## Required work
Copy the stretch of the passage on converting automata to regular expressions from "Example 8.2. Consider" through "real mathematical object.", swapping every "DFA" for "deterministic finite automaton".

## Excerpted passage
- - - -
This proof, which is due to McNaughton and Yamada in 1960, gives us an algorithm for computing a regular expression from a DFA. This is nice for computers, but you probably don't want to be executing this by hand, since we have to go through constructing something like $O(n^3)$ different regular expressions. Luckily, for something more human-sized, we can roughly eyeball it.

Example 8.2. Consider the following DFA, which is the complement of our "divisible by 3" DFA from two weeks ago. The procedure we're about to carry out is the state-elimination method from Hopcroft, Ullman, and Motwani.

What we'll do is come up with regular expressions by systematically removing states and renaming the labels with regular expressions. Some texts go through the trouble of formally defining these as generalized finite automata, but that's not really necessary because we're just using these as a helpful way to keep track of the regular expressions that we're building and not using them as a real mathematical object.

To make things simpler, we begin by adding an initial state and final state and connect $\varepsilon$-transitions as appropriate. Otherwise, we have to contend with the issue of what happens when we try to "eliminate" an initial or final state.

Basically, when we eliminate a state, we replace the transitions to and from the state with regular expressions that represent the strings that would've travelled through it. Consider a path from $1$ through $2$ and back to $1$. This is $1$ followed by any number of $0$s and $1$ again. Similarly, if we didn't go back, we'd be in a final state, so we need to consider that alternative. What this amounts to is figuring out regular expressions for all possible paths through the state we eliminate.

We do this again with all of the states of our original automaton. What we should be left with is a "finite automaton" with a single transition labelled by the regular expression for our language.

In a sense, what we're doing is what the proof of Theorem 8.1 is doing, by constructing regular expressions for part of the machine and combining them. The difference is that we're not doing this for all possible pairs and paths. One consideration of this manual approach is that eliminating states in a different order can produce different regular expressions.

Example 8.3. You may notice that we have sort of the same issue when going from a regular expression to a DFA. The Thompson construction of Theorem 7.7 gives a nice algorithm, but it's not necessarily the most direct way to compute an automaton by hand. Something that may be more satisfying for hand calculation is Glushkov's position automaton.

How this works is that you take a regular expression like $(0+1)^* 0$ and index each symbol by position, like $(0_1 + 1_2)^* 0_3$. Then, including a new start state, you have a state set of $\{0,1,2,3\}$. Transitions between these states are added by determining whether there's a way to get to the "next position" in the regular expression. Below is the automaton for $(0+1)^*0$ that's obtained by this construction.
- - - -
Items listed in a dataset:
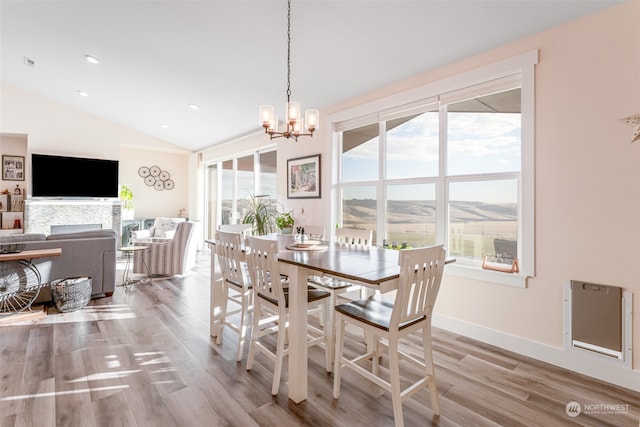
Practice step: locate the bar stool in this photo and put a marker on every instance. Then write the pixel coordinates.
(237, 286)
(420, 276)
(271, 307)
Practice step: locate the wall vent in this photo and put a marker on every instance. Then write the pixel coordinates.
(598, 320)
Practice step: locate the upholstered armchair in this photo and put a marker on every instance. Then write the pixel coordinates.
(162, 227)
(167, 256)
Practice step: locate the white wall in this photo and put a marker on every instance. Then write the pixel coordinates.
(53, 128)
(587, 188)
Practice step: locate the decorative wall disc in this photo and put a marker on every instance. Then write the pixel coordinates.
(143, 171)
(157, 178)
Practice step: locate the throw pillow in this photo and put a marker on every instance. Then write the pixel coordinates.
(165, 227)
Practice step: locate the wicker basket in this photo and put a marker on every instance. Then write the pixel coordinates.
(71, 294)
- - - -
## Completed task
Example 8.2. Consider the following deterministic finite automaton, which is the complement of our "divisible by 3" deterministic finite automaton from two weeks ago. The procedure we're about to carry out is the state-elimination method from Hopcroft, Ullman, and Motwani.

What we'll do is come up with regular expressions by systematically removing states and renaming the labels with regular expressions. Some texts go through the trouble of formally defining these as generalized finite automata, but that's not really necessary because we're just using these as a helpful way to keep track of the regular expressions that we're building and not using them as a real mathematical object.